What statistics does the rugby article give for Semesa Rokoduguni's ball-carrying? List every one.

## Source passage
+++

Another scintillating performance against Saracens on Friday evening enhanced Semesa Rokoduguni's credentials for a full England debut this autumn. We take a look at his showings so far this season.
In May, we may well look back on this Aviva Premiership weekend as a watershed for Bath – three days that encapsulated a newfound edge and dogged durability. No longer will they be bullied or pushed around. Mike Ford’s West Country side has found a bit of bite.
A 21-11 victory over Saracens on Friday evening spoke for itself. It was a triumph founded on old-fashioned tenacity. Bath outhunted Paul Gustard’s self-styled wolf pack, suffocated them and stormed the Premiership summit.
Then Sunday saw a portrait of incoming Sam Burgess’s considerable qualities. Having crunched his cheekbone with his opening carry of the NRL final, the high-profile code-hopper allayed sickening pain and guided South Sydney Rabbitohs to glory on a tsunami of emotion.
Burgess racked up an incredible individual tally of 225 running metres and 35 tackles. More than anything though, this game demonstrated intangible attributes – immense charisma, dogged desire, an innate aura of leadership – that he will bring to Bath.
Remember, Ford senior still has Carl Fearns and Francois Louw to return. It is tough to imagine them taking a backward step from here; such is the spikiness about the squad.
The knock-on effect from this abrasive muscle is more eye-catching. A blockbuster backline, led by gain-line slicer George Ford, is positively purring.
Kyle Eastmond and Jonathan Joseph are impressing in a sparky midfield partnership – each snared a try and an assist each against Saracens. Even so, neither managed to snatch the official man-of-the-match award away from a Fijian-born firecracker.
In Semesa Rokoduguni, Bath have a diamond. More than that, they have a Test-quality wing who could easily be the wildcard to energise England’s Rugby World Cup bid. While relentless work-rate without the ball paved the way for Friday’s victory, Rokoduguni’s ambitious bursts on the counter catalysed momentum.
All told, his fleet feet and deceptive power beat the challenge of nine Saracens defenders. Staggeringly, he only carried the ball eight times. Those figures boosted his overall total for the campaign so far to 22 tackle-busts from 37 runs. That ratio puts him firmly in the category of what Stuart Lancaster calls a “something from nothing player.” You can factor in nine clean breaks in four matches too.
A reconnaissance tank soldier who toured Afghanistan seven years ago, Rokoduguni is a hugely humble, God-fearing figure. More than half of his post-match interview the other night constituted of him pointing skyward and thanking the big man upstairs. Still, modesty won’t stop what seems an inexorable surge towards a full international debut.

+++

## Data to examine
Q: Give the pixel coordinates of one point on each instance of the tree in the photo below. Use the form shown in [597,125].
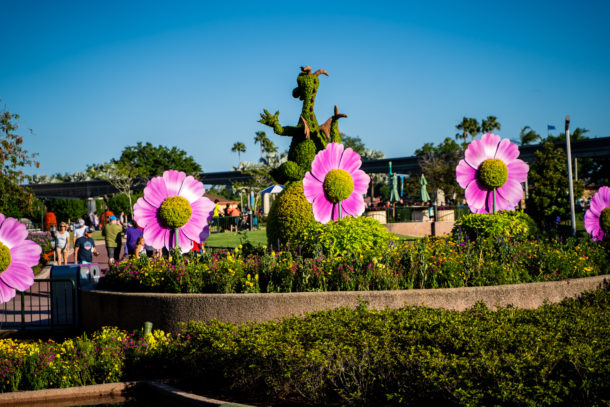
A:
[528,136]
[151,161]
[490,124]
[238,148]
[469,126]
[548,180]
[15,199]
[438,163]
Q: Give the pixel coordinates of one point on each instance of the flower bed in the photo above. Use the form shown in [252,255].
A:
[427,263]
[553,355]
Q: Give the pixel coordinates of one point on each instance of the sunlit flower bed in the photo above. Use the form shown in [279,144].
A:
[426,263]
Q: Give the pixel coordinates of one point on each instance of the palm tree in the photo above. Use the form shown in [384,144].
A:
[261,138]
[528,136]
[490,124]
[238,148]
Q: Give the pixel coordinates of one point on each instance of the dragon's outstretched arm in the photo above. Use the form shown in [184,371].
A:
[271,120]
[331,127]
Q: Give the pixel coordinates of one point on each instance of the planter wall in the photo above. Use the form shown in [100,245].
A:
[130,310]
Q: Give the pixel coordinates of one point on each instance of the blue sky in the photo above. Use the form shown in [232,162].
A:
[90,78]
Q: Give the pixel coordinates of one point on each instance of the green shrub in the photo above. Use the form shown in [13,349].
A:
[506,224]
[289,214]
[347,235]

+++

## Result for this exercise
- Beat nine Saracens defenders on Friday
- Carried the ball eight times against Saracens
- 22 tackle-busts from 37 runs for the season so far
- Nine clean breaks in four matches